[[ PROVIDED MATERIAL, beginning ]]

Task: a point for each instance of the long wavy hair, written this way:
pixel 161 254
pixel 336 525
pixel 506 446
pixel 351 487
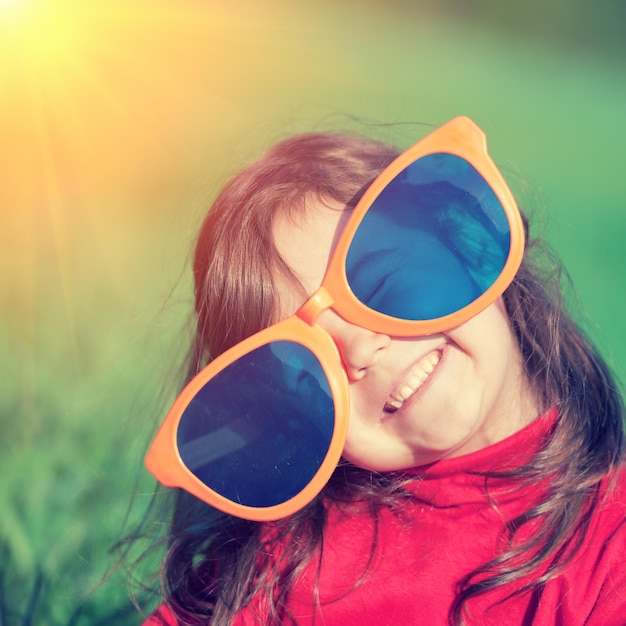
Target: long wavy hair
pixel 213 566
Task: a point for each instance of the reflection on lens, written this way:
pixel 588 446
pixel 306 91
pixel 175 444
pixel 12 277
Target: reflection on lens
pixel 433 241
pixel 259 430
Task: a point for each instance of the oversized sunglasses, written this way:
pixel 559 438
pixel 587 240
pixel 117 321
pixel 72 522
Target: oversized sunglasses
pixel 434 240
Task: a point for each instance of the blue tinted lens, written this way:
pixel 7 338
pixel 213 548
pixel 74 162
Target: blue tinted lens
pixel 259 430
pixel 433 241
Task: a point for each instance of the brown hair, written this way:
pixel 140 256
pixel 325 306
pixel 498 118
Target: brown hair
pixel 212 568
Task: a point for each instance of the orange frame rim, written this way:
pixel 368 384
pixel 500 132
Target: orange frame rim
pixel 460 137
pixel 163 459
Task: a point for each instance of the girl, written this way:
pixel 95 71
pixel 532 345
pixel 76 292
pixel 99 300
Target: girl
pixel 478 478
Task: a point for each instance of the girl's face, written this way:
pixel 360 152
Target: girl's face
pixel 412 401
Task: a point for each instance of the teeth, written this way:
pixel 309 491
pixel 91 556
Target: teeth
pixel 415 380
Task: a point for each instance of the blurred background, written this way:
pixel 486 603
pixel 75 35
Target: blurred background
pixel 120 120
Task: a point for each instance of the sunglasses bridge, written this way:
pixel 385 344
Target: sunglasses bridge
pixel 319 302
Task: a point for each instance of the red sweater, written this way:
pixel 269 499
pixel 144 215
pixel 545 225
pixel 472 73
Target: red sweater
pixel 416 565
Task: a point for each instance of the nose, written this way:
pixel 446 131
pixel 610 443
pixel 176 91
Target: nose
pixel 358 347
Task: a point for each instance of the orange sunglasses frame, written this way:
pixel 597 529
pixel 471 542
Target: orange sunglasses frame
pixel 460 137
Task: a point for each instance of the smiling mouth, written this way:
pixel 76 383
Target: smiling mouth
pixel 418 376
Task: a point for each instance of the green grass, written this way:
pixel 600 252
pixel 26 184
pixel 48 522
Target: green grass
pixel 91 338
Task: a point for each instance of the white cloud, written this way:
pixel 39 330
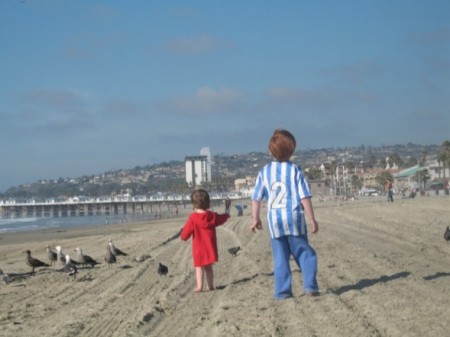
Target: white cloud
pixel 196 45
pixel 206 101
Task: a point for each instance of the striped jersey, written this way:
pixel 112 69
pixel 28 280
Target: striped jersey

[[ PROVIDED MATERIAL, end ]]
[[ PROVIDED MATERIAL, beginning ]]

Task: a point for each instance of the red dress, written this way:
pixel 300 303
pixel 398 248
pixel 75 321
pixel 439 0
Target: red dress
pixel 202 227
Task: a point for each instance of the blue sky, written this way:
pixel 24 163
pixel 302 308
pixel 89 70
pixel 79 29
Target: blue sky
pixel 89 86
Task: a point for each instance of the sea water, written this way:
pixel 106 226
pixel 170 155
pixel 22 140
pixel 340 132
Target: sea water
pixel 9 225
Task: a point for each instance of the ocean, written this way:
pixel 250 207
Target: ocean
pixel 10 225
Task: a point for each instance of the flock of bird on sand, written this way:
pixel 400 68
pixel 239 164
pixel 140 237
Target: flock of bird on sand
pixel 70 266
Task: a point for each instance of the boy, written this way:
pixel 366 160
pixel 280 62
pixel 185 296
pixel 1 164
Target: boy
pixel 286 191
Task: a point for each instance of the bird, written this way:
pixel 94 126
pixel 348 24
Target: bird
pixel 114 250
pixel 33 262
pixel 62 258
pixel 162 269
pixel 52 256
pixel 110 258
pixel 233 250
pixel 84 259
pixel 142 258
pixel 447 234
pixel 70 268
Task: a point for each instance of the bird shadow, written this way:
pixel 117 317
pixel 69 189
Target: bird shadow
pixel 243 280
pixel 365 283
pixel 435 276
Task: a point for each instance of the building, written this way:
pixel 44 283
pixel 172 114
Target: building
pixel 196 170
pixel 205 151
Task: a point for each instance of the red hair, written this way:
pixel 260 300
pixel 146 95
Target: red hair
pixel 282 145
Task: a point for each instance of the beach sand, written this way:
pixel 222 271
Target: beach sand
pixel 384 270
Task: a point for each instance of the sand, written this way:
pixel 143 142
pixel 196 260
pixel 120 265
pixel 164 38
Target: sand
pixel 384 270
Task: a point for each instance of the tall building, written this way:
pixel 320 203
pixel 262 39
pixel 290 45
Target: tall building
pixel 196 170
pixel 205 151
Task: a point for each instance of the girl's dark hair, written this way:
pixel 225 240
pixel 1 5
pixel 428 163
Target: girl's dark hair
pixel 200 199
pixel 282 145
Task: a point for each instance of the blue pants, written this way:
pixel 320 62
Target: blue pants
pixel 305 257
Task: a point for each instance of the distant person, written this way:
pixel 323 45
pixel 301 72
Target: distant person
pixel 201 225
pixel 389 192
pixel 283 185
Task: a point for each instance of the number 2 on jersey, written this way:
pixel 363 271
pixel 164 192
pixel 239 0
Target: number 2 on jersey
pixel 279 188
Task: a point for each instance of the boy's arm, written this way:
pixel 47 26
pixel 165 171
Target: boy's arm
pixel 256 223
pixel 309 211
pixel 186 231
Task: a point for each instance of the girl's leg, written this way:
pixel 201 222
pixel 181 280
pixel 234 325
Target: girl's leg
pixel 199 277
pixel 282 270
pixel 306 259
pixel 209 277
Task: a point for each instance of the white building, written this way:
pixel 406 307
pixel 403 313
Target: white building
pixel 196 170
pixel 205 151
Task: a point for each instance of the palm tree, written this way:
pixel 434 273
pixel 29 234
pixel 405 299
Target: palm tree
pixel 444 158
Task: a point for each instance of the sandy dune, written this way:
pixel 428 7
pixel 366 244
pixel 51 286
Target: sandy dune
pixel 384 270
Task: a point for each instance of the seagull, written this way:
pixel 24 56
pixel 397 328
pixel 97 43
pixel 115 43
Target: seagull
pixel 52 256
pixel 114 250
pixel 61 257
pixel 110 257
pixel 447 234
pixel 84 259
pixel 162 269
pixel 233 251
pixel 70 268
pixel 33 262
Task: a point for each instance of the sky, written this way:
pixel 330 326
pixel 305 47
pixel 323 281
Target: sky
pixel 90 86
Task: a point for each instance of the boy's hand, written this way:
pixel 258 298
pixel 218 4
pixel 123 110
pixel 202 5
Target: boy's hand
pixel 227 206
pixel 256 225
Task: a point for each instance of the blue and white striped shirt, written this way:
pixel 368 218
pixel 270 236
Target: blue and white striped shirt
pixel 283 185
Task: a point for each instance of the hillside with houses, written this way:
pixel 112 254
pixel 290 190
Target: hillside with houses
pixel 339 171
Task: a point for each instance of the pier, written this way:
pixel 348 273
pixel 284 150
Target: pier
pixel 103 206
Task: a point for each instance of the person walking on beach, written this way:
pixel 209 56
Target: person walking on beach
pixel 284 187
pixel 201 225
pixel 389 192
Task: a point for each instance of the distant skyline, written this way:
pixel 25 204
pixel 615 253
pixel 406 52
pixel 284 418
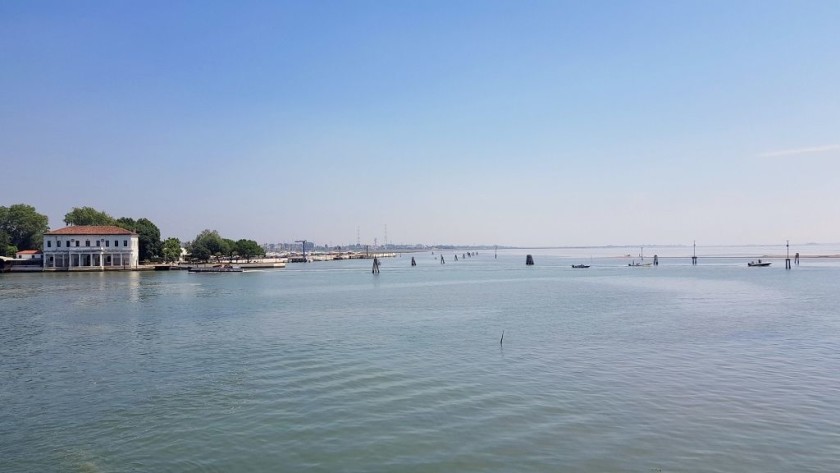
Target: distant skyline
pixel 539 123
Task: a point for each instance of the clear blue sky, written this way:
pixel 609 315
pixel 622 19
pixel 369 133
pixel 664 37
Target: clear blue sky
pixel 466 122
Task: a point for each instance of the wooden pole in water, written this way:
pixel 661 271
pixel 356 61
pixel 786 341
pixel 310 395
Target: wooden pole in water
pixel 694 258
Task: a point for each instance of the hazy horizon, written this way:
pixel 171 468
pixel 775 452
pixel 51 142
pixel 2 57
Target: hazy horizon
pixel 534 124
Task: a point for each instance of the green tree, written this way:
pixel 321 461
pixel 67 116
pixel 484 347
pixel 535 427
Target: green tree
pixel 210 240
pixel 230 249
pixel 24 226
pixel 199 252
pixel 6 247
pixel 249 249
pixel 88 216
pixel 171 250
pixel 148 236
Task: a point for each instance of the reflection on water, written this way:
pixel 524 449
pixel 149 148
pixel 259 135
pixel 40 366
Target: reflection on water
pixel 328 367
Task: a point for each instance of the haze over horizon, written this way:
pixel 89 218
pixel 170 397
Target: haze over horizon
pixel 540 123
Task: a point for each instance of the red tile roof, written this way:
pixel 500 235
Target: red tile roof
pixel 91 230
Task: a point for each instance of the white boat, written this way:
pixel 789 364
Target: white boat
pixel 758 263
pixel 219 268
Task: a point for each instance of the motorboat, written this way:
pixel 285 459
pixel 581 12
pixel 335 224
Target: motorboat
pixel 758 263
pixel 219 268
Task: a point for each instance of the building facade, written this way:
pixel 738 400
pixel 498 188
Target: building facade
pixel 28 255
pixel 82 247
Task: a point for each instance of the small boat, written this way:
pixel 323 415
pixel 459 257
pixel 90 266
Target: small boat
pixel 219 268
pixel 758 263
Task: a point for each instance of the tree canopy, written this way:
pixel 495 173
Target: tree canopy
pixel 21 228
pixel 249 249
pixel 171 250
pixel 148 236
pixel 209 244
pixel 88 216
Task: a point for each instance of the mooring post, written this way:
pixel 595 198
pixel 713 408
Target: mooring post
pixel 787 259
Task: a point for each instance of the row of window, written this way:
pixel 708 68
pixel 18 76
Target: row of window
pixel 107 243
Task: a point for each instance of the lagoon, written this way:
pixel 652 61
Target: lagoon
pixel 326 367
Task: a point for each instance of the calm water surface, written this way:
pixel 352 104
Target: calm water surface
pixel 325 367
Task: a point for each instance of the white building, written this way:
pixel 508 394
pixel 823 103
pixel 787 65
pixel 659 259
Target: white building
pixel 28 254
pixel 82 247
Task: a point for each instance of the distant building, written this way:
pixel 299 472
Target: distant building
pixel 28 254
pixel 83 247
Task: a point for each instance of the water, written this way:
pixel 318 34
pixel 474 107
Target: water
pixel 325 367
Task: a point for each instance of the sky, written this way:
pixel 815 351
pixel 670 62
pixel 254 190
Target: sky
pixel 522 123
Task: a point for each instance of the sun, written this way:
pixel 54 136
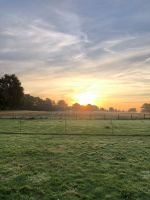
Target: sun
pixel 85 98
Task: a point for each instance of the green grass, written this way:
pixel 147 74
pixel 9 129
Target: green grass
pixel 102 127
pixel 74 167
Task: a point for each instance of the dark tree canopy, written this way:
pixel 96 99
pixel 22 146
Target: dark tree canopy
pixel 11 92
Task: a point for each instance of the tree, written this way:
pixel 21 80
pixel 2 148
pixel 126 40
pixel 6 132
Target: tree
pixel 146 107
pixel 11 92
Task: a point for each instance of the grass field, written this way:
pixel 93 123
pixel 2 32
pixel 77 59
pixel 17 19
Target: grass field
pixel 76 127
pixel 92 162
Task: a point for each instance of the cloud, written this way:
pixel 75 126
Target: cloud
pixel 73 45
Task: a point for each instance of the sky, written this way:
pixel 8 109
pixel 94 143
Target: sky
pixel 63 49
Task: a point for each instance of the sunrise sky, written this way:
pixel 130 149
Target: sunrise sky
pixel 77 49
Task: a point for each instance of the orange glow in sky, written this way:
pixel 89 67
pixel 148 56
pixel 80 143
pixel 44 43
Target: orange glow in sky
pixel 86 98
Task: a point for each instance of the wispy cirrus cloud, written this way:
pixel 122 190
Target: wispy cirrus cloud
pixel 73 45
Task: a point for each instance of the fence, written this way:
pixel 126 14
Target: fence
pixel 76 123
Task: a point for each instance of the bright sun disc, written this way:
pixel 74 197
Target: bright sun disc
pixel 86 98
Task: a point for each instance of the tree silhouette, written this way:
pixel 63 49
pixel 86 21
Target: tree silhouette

[[ PROVIDED MATERIAL, end ]]

**HOW TO COMPLETE THIS TASK**:
In the records above, find each line holding "silhouette" and copy it.

**ANSWER BOX**:
Task: a point for each instance of the tree silhouette, written this way:
Target: tree silhouette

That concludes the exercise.